TASK PROMPT: Can you copy every one of the rows below, character for character?
----- PROVIDED INFORMATION -----
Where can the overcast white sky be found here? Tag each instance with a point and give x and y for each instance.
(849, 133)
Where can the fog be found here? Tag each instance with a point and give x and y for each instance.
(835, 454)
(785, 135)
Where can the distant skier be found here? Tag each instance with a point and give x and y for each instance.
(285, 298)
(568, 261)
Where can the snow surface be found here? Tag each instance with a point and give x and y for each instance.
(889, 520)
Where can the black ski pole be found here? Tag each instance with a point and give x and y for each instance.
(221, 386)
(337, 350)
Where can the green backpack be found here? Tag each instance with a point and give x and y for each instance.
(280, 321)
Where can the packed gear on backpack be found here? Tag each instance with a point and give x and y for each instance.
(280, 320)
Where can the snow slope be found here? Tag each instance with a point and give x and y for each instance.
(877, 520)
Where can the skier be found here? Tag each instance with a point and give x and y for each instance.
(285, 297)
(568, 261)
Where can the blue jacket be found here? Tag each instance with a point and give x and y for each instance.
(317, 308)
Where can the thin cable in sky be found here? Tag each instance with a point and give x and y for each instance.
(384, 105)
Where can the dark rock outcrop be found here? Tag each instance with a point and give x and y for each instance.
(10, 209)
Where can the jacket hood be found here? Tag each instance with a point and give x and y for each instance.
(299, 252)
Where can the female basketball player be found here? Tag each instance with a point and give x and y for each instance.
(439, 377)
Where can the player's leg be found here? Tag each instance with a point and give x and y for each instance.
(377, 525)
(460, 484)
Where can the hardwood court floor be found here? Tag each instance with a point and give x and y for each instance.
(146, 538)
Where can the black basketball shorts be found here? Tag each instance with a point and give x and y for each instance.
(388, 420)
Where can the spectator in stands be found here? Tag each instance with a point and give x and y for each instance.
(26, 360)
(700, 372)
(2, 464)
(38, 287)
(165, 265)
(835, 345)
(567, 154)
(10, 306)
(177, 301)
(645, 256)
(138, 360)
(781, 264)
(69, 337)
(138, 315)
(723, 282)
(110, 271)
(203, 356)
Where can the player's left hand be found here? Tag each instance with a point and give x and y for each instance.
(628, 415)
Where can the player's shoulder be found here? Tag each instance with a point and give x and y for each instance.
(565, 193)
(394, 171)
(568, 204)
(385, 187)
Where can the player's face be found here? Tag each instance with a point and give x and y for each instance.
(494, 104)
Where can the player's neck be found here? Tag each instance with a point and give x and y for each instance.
-----
EXERCISE OUTPUT:
Where can the overcast white sky be found here? Tag each instance with a point and give x and y for each instance.
(849, 133)
Where can the fog be found here? Tag each instance with a point and give x and y for each instance.
(835, 454)
(785, 135)
Where can the distant skier be found here? Tag each instance with a point and give x and y for each instance.
(285, 298)
(568, 261)
Where can the snow surface be found here? Tag each instance with a point and give x and y for each instance.
(889, 520)
Where can the black ski pole be found here? Tag each instance with a point and give x and y for each instance.
(221, 386)
(337, 350)
Where can the green backpack be found here? Tag each instance with a point and give x and y for each instance.
(280, 321)
Where can the packed gear on backpack be found here? Tag each instance with a point and give x and y for each instance.
(280, 320)
Where can the snow slope be found here? Tag each instance with a point and give x and y for each instance.
(877, 520)
Where can the skier be found here? Tag each instance with a point and give x and y for each instance.
(285, 297)
(568, 261)
Where can the blue jacket be found here? Tag each instance with a point and give x and y for each instance.
(317, 308)
Where can the thin cable in sky be found here? Tag each instance with a point and give x and y for each instance.
(384, 105)
Where can the dark rock outcrop be found here? Tag each instance with a point and give x and y for each instance.
(10, 209)
Where can the jacket hood be found here? Tag each instance with a point and give x and y for each instance.
(299, 252)
Where can the female basketball player be found here? Tag each instance with a point and give x and y for each instance.
(439, 377)
Where can the player's leg be found here? Tag each instance with a point and give x and y for each instance.
(377, 525)
(460, 484)
Where can the hardwood court floor be found here? Tag each instance with a point and give x and y for each instance.
(146, 538)
Where can the black basketball shorts be found here? Tag each instance with a point and give x and y for each instance.
(388, 420)
Where can the spectator in stands be found here? Tag each instance with a point and give x and y for each instance.
(26, 360)
(700, 372)
(2, 464)
(38, 287)
(165, 265)
(835, 345)
(567, 154)
(10, 306)
(177, 301)
(645, 256)
(138, 360)
(781, 264)
(69, 337)
(138, 315)
(723, 282)
(110, 271)
(203, 356)
Where can the player's left hand be found here? Tag each instance with a point and give x and y for each instance.
(628, 415)
Where can the player's shoulder be found here? Tag each instance with a point and give x and y for each instance.
(565, 193)
(394, 171)
(568, 204)
(385, 187)
Where can the player's face be found here? Tag each instance with a point and give x and y for each instance.
(494, 104)
Where can the player's neck be found here? Tag each instance with a point and give x and y for each instance.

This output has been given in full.